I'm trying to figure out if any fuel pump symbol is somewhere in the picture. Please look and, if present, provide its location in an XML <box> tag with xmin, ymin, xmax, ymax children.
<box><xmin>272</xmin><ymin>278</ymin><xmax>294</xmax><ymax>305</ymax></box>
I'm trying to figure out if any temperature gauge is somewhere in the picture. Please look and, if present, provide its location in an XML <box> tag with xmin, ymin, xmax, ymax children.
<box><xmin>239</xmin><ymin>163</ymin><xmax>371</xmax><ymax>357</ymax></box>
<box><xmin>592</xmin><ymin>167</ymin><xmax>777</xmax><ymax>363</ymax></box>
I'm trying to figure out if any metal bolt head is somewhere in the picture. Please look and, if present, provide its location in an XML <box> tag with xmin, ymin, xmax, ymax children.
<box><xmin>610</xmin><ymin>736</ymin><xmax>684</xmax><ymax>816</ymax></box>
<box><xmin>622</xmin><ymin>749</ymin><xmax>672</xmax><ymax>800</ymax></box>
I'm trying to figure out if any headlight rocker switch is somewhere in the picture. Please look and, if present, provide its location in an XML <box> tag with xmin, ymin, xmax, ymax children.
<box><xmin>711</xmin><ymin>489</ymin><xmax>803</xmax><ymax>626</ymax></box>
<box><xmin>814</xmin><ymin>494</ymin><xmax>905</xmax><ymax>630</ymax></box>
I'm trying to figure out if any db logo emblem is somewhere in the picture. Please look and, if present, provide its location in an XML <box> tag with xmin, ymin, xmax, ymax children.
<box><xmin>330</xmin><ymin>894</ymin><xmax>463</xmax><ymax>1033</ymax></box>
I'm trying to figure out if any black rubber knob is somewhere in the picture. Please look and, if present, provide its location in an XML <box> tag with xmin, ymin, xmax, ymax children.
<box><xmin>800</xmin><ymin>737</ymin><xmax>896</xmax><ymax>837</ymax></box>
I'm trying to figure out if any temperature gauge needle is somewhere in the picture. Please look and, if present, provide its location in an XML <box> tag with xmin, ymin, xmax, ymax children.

**What is required:** Quote all the records exactly, please, leaving none out.

**Written answer:**
I'm trying to figure out if any fuel pump symbol is somewhere in the picture. Please look and, if present, provide its location in an XML <box> tag with xmin, ymin, xmax, ymax children.
<box><xmin>272</xmin><ymin>278</ymin><xmax>294</xmax><ymax>305</ymax></box>
I'm trying to figure out if any temperature gauge is somewhere in the picture. Please look and, if present, provide its location in an XML <box> tag with xmin, ymin, xmax, ymax children.
<box><xmin>239</xmin><ymin>163</ymin><xmax>371</xmax><ymax>357</ymax></box>
<box><xmin>592</xmin><ymin>167</ymin><xmax>777</xmax><ymax>363</ymax></box>
I'm trying to figure out if any metal bolt head is somewhere in the picture. Please look and, if present, provide its location in an XML <box> tag with xmin, ymin, xmax, ymax children.
<box><xmin>610</xmin><ymin>736</ymin><xmax>684</xmax><ymax>816</ymax></box>
<box><xmin>622</xmin><ymin>749</ymin><xmax>672</xmax><ymax>800</ymax></box>
I'm trying to figure out if any headlight rocker switch is somewhere in the picture. Please look and, if present, provide its location in an XML <box> tag with xmin, ymin, xmax, ymax children.
<box><xmin>711</xmin><ymin>489</ymin><xmax>803</xmax><ymax>626</ymax></box>
<box><xmin>814</xmin><ymin>494</ymin><xmax>905</xmax><ymax>630</ymax></box>
I'm trying to figure out if any db logo emblem is somewhere in the picture. Please look and, if present, provide its location in an XML <box> tag with xmin, ymin, xmax, ymax children.
<box><xmin>330</xmin><ymin>894</ymin><xmax>463</xmax><ymax>1033</ymax></box>
I'm trying to figure out if any black rubber knob is somewhere in the picture. Please look and, if present, provide its location in an XML <box> tag with xmin, ymin, xmax, ymax children.
<box><xmin>800</xmin><ymin>737</ymin><xmax>896</xmax><ymax>837</ymax></box>
I'm trying to figure out if any temperature gauge needle is somewhere in the picture. Please look and, if present, provide its location in an XML <box> tag with xmin, ymin, xmax, ymax children.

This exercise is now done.